_Materials provided_
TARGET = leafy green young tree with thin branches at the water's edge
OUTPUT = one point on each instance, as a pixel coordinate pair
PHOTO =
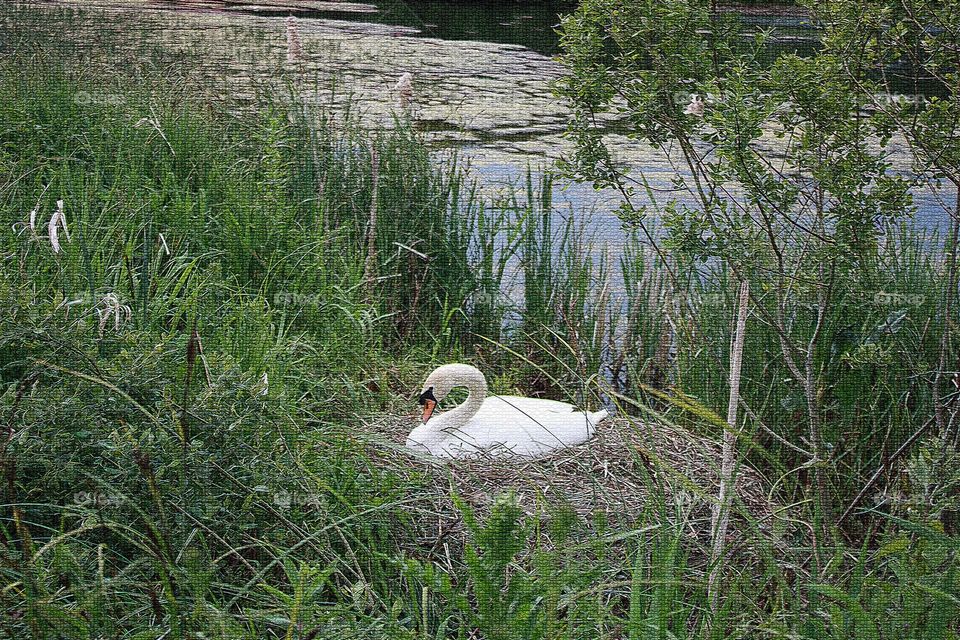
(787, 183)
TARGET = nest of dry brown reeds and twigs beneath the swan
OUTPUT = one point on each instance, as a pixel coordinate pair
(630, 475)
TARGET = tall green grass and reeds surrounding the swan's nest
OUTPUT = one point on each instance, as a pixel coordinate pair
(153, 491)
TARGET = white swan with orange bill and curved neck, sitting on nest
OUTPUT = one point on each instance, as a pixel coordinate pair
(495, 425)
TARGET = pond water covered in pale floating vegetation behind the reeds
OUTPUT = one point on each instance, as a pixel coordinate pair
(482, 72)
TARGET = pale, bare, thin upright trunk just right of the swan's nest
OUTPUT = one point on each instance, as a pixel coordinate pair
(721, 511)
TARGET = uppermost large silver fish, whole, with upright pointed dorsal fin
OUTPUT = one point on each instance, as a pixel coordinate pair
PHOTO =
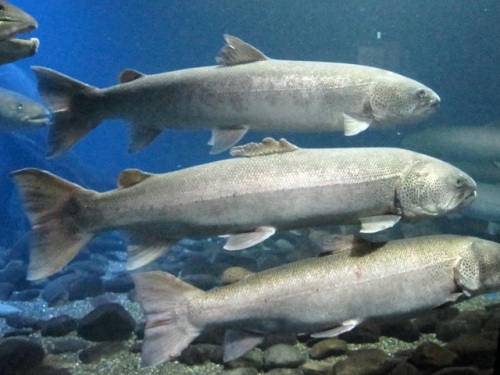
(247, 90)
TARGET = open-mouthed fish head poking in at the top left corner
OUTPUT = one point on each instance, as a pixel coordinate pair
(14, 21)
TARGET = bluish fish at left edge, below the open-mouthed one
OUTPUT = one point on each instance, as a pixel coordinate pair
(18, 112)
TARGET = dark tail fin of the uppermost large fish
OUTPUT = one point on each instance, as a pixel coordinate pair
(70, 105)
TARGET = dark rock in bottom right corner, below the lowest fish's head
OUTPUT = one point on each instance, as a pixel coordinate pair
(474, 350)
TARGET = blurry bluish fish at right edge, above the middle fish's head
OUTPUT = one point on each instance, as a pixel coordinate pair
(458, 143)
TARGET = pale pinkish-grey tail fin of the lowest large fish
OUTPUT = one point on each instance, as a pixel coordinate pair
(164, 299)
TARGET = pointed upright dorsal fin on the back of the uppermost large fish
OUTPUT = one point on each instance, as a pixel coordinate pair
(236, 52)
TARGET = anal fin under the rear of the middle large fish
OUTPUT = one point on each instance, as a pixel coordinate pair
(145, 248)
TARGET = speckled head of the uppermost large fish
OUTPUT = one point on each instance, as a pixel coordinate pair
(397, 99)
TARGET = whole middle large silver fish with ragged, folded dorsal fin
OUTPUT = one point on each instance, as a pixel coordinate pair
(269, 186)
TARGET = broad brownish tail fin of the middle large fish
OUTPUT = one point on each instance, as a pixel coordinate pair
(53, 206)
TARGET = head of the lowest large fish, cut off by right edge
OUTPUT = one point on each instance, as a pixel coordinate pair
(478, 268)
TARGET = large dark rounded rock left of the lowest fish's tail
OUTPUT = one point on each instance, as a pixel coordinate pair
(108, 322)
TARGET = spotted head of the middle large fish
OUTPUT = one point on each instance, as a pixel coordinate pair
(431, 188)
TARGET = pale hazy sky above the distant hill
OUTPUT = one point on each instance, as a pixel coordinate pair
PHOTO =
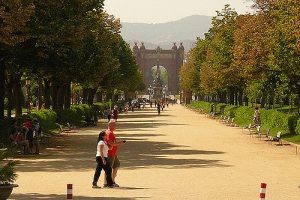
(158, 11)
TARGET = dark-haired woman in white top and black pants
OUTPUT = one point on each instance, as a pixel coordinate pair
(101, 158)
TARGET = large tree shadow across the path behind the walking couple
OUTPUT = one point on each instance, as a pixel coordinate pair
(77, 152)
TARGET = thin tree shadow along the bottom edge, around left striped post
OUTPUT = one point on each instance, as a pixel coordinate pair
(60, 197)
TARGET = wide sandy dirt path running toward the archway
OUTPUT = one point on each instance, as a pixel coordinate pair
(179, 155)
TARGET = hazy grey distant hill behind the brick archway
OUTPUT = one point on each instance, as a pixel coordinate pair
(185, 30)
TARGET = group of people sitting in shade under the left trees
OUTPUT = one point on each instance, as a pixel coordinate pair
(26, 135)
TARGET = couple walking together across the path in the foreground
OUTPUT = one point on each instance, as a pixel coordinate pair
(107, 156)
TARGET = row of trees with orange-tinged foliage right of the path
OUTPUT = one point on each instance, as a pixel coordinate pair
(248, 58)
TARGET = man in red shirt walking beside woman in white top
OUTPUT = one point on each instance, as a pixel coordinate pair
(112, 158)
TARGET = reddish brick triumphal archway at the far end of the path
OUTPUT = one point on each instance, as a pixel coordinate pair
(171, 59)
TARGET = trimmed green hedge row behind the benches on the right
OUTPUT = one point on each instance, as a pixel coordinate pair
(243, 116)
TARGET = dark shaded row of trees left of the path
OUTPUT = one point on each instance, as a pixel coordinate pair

_Work instructions_
Copy the lines that hold the word "open". Take them from the records above.

_Answer box_
TARGET = open-mouthed fish head poking in at the top left corner
TARGET = bluish fish at left edge, below the open-mouthed one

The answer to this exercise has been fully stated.